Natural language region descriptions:
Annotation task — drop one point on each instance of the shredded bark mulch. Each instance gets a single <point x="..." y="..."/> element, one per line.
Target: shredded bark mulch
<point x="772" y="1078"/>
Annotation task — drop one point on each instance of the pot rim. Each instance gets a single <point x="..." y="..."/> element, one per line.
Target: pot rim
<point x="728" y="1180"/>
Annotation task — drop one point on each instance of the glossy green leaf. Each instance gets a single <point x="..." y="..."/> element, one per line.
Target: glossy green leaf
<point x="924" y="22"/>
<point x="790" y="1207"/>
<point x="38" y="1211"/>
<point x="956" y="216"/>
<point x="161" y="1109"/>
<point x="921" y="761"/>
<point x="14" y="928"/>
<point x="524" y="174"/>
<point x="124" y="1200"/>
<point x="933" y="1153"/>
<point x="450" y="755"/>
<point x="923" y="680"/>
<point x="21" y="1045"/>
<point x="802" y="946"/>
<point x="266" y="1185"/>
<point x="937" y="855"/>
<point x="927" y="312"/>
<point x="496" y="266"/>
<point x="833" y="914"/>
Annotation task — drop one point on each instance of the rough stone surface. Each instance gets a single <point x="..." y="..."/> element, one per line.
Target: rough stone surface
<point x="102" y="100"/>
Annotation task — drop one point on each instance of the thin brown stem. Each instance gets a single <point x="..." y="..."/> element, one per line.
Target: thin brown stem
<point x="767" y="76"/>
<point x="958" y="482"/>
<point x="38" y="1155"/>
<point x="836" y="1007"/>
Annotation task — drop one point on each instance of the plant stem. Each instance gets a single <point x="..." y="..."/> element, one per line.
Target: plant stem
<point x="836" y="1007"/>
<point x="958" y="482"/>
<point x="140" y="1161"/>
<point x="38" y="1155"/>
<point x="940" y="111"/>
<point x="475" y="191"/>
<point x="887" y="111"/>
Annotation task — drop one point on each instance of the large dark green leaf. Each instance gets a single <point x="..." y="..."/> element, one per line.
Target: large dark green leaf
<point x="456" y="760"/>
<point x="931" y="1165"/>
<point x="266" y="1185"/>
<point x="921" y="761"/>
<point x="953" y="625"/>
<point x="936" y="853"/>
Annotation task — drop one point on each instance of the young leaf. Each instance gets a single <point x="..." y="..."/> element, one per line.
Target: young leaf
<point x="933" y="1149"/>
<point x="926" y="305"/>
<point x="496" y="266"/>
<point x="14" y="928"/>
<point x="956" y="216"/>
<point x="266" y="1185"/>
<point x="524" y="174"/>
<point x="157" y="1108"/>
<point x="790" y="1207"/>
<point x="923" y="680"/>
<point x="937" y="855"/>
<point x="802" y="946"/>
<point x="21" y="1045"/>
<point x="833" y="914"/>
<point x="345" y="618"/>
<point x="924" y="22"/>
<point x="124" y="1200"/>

What is expected: Reproduce exactly, please, only the lines from the start of the data above to the line that contains "of the glossy", with both ends kept.

Response to this exercise:
Annotation task — drop one point on each instance of the shredded bark mulch. Each instance gets a single <point x="..." y="..."/> element, one per line.
Target: shredded bark mulch
<point x="772" y="1078"/>
Annotation task — drop one point on each instance of the pot rim. Each instance gets a single <point x="..." y="..."/> element, one per line.
Target: pot rim
<point x="728" y="1180"/>
Annotation task — drop one point on each instance of the glossy green leaf. Each instance gets a single <point x="..." y="..."/> element, one per line.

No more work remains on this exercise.